Provided data START

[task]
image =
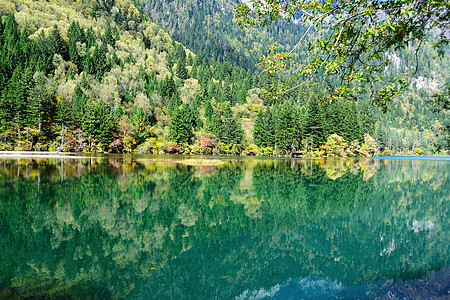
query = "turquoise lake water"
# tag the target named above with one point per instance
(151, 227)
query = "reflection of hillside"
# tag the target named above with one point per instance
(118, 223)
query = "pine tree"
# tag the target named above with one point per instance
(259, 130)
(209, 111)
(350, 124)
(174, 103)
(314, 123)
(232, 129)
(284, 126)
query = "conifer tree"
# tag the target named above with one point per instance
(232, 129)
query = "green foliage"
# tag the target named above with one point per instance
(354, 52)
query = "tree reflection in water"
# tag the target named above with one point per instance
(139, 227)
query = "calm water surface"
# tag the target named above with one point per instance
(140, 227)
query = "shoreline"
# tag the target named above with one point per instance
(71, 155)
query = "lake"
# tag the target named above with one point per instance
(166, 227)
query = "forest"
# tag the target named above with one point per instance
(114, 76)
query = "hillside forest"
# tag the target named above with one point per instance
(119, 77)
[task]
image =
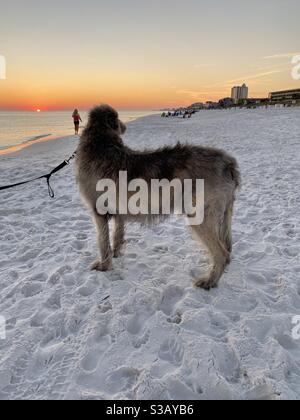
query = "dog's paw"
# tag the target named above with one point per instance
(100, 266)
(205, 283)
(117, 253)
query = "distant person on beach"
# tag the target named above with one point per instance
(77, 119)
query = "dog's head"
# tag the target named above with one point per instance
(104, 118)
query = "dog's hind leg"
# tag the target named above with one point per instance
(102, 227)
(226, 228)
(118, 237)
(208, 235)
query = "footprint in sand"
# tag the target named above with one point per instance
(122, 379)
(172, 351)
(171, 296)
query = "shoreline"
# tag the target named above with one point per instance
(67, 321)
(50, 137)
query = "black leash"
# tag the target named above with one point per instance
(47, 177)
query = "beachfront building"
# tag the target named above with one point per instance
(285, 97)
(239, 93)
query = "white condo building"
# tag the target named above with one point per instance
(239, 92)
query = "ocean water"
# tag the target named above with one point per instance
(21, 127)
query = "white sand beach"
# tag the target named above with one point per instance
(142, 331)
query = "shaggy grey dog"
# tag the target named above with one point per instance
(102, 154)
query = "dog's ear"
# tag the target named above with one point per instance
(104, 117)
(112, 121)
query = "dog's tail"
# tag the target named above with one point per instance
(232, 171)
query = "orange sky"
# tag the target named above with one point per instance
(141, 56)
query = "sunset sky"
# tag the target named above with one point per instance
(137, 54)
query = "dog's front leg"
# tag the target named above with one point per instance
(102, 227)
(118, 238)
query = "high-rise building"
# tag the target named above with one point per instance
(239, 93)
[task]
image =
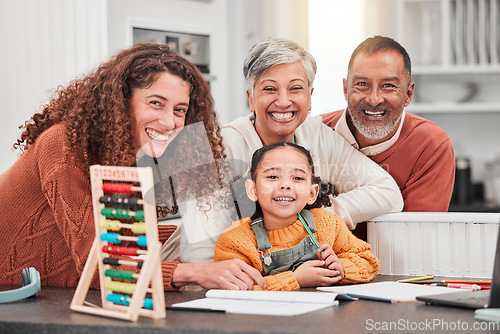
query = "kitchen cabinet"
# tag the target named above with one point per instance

Provided data END

▶ What you should do:
The expected answer is the data retyped exactly, without pictures.

▶ Result for this task:
[task]
image =
query = "turquoise lake water"
# tag the target named above with one point per instance
(151, 227)
query = "reflection of hillside"
# tag the target named above with one point per instance
(118, 223)
query = "pine tree"
# tag the target named above with one point per instance
(259, 130)
(209, 111)
(350, 124)
(174, 103)
(314, 123)
(232, 129)
(284, 126)
query = "conifer tree"
# tag the target named above with one point per instance
(232, 129)
query = "green foliage"
# tag the target named above with one point per instance
(354, 52)
query = "tree reflection in water"
# tag the target named above with one point per instance
(139, 227)
query = "calm water surface"
# tag the target named above with one point per instance
(140, 227)
query = "shoreline"
# tag the target named above with one point per instance
(71, 155)
query = "lake"
# tag the target named above with one point per instance
(166, 227)
query = "forest"
# tag the target named above with one point per instance
(114, 76)
query = "hillside forest"
# tag the target named above with one point per instance
(119, 77)
[task]
image =
query = "dog's paw"
# tag the target named above with one point per instance
(100, 266)
(205, 283)
(117, 253)
query = "distant person on beach"
# tag the target named above with one point per instance
(77, 119)
query = "dog's head"
# tag the target named above with one point per instance
(104, 118)
query = "dog's hind leg"
# tag the target named above with one point per instance
(102, 227)
(226, 228)
(118, 237)
(208, 235)
query = "footprint in sand"
# tag the target named above with one point per instance
(122, 379)
(172, 351)
(171, 296)
query = "shoreline"
# tag the target named above with one point per instance
(67, 321)
(50, 137)
query = "black leash"
# tag the target named above with one point per instance
(47, 177)
query = "beachfront building"
# tag the target named above with one point per instance
(285, 97)
(239, 93)
query = "white condo building"
# tag the target named above with one point per instance
(239, 92)
query = "ocean water"
# tag the target named above with one point per instance
(21, 127)
query = "white sand beach"
# tag the target named above with one point per instance
(142, 331)
query = "shaggy grey dog"
# tag the target named above with one point per instance
(102, 154)
query = "dog's ear"
# tag the target named above with one point per instance
(104, 117)
(112, 121)
query = "dog's tail"
# tag the target named above with one point per instance
(232, 171)
query = "orange sky"
# tag the target named above with one point per instance
(141, 56)
query = "sunset sky"
# tag the target named above with one point per instance
(137, 54)
query = "dog's front leg"
# tag the target named above with one point per instance
(102, 227)
(118, 238)
query = "high-rise building"
# tag the target named above with one point per instance
(239, 93)
[task]
image =
query = "kitchen cabinet"
# tag the target named above with one point per instance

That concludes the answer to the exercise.